Read the listing below and tally the lines that contain "curved"; the reply is that tally only.

▬▬▬

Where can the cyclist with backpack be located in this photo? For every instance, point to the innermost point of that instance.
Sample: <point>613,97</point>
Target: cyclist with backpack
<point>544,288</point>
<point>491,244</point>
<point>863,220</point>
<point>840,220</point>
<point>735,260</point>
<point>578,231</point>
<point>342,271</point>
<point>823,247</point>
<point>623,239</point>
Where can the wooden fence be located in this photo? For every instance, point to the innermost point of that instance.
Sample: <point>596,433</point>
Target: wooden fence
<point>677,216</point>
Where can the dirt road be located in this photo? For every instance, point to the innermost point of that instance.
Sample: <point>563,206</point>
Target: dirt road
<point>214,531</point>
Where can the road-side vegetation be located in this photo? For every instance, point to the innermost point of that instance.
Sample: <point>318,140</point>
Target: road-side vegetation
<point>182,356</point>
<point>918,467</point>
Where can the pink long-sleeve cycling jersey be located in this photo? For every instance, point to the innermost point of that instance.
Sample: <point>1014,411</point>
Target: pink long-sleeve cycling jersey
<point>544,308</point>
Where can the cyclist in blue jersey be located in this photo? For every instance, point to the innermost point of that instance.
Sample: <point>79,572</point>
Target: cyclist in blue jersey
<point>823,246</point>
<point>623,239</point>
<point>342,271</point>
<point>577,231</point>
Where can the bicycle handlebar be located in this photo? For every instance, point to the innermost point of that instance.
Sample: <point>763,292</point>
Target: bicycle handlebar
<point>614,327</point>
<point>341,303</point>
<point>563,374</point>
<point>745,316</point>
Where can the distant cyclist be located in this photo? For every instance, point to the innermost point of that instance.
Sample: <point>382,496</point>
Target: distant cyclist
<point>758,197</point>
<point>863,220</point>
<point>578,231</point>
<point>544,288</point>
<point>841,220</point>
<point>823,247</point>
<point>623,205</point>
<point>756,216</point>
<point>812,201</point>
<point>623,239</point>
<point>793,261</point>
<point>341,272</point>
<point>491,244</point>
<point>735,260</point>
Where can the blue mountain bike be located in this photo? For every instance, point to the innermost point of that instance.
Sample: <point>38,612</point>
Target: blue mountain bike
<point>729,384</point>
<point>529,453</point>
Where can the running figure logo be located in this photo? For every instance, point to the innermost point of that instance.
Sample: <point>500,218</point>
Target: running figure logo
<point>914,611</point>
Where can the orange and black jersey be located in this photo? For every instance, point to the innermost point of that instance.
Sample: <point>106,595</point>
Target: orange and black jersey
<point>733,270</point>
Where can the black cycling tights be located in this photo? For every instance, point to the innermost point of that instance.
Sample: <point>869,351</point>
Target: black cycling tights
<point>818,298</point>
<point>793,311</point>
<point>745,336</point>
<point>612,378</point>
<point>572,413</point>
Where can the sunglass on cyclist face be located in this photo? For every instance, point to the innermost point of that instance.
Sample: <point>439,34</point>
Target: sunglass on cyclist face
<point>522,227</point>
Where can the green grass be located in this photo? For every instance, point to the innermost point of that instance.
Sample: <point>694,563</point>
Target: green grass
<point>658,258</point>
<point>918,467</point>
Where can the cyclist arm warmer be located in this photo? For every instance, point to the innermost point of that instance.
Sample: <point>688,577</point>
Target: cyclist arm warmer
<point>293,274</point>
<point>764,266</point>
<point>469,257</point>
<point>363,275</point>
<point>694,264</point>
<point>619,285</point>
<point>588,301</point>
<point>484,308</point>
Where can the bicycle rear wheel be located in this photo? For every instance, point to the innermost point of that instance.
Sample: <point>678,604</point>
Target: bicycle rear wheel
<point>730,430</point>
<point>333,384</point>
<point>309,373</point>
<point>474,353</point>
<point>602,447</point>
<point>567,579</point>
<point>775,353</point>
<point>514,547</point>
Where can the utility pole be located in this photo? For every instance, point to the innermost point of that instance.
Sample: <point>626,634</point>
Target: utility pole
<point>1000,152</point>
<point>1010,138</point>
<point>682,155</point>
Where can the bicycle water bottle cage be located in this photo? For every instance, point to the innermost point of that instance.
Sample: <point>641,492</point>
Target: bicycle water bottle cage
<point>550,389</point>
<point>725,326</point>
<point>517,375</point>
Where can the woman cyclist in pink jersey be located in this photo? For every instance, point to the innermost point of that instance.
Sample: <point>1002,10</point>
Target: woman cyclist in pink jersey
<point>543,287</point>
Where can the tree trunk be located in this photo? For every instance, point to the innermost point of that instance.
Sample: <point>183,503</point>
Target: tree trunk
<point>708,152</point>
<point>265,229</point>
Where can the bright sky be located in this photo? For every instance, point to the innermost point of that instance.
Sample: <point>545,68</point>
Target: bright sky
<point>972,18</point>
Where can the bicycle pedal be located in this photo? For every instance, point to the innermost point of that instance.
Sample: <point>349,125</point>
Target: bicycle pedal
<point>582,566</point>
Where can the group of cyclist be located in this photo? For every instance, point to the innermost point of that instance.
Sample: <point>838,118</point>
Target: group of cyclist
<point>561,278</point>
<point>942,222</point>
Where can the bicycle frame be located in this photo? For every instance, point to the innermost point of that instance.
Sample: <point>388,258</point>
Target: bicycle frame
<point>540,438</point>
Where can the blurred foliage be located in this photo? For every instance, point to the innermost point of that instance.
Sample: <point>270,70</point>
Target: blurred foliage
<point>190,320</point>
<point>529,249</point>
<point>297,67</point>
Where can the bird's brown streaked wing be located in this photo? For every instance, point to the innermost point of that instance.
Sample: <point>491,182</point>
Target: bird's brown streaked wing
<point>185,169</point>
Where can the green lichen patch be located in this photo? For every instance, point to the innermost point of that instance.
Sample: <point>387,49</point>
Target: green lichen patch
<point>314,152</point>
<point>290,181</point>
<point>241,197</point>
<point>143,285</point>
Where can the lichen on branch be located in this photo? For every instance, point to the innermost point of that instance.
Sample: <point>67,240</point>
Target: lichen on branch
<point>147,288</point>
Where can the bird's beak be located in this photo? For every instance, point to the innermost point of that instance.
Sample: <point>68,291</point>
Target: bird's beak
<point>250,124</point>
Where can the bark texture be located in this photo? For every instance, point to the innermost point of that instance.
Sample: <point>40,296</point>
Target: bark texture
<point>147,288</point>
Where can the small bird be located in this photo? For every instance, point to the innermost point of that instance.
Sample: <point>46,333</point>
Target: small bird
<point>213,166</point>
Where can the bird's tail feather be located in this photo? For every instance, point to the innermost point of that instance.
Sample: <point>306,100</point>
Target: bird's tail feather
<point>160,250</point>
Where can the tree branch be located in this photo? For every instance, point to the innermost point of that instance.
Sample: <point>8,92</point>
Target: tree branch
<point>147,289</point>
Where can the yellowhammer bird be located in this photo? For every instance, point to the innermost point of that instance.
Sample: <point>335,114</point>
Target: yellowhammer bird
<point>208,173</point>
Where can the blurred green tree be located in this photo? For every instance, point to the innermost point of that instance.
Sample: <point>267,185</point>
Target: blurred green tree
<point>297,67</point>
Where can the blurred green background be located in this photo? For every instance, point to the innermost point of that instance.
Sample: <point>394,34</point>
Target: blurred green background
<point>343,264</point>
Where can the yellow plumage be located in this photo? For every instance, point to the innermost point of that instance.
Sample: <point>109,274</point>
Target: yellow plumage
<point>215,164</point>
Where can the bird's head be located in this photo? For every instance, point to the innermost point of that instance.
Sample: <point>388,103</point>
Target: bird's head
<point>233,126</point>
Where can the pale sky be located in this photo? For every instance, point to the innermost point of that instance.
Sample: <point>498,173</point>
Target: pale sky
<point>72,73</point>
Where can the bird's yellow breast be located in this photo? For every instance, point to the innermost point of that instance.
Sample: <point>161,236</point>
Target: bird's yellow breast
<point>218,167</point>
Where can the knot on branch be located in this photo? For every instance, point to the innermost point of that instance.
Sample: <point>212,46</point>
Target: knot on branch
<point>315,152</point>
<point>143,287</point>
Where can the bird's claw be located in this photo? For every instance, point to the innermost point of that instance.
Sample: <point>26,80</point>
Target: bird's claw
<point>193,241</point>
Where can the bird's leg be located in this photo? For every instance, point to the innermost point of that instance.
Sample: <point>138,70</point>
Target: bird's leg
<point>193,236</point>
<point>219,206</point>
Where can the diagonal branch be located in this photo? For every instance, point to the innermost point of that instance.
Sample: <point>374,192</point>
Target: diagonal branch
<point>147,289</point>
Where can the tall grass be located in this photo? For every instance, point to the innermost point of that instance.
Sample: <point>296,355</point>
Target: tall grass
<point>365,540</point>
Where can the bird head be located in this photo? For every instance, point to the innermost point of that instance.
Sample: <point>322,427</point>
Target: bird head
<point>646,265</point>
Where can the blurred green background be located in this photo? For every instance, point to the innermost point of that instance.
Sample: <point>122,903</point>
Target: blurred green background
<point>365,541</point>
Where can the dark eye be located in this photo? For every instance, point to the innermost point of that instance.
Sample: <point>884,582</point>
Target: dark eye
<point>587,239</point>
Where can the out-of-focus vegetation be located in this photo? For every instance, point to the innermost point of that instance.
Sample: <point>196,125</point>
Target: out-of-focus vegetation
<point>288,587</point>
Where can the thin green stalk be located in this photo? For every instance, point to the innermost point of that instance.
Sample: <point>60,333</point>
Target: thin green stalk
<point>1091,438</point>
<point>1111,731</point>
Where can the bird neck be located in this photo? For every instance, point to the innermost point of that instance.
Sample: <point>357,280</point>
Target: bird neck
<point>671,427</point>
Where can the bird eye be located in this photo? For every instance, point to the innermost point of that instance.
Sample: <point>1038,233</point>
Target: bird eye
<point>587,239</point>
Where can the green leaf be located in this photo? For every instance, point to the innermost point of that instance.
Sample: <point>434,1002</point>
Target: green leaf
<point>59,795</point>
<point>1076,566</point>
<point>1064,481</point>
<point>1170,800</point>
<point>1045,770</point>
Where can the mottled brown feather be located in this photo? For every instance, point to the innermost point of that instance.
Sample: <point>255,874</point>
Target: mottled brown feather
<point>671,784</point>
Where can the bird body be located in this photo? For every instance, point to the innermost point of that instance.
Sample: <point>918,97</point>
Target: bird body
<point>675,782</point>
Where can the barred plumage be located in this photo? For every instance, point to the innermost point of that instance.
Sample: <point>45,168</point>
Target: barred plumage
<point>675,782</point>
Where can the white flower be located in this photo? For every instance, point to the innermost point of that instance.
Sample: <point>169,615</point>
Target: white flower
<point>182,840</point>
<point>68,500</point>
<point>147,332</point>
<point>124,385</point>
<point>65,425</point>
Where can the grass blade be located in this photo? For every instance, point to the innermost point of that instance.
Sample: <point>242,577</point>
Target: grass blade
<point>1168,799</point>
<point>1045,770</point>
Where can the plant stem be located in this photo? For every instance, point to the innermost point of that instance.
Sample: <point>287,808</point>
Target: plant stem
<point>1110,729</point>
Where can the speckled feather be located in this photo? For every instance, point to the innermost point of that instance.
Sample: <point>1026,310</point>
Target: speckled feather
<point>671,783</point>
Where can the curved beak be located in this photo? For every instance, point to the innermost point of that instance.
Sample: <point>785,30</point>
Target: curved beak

▬▬▬

- TASK OUTPUT
2